PROVIDED DATA ->
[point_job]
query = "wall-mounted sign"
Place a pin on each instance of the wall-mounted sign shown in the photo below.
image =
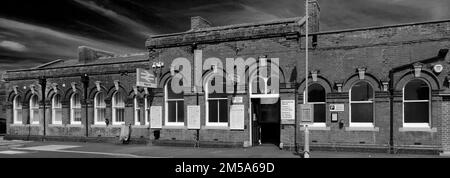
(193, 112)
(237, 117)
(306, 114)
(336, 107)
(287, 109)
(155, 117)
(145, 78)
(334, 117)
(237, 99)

TASK TO COMPLETE -> Edit the rows above by replacing every occurrence of "wall-mounted sign" with "wall-mounted plaque" and leaving everything else unchanged. Omit the pictures from your answer.

FINAL RESULT ->
[point_job]
query = "wall-mounted plaque"
Place a pin on each instance of the wall-mounted plaque shown in the photo below.
image =
(193, 112)
(237, 117)
(306, 114)
(336, 107)
(287, 109)
(155, 117)
(145, 78)
(334, 117)
(237, 99)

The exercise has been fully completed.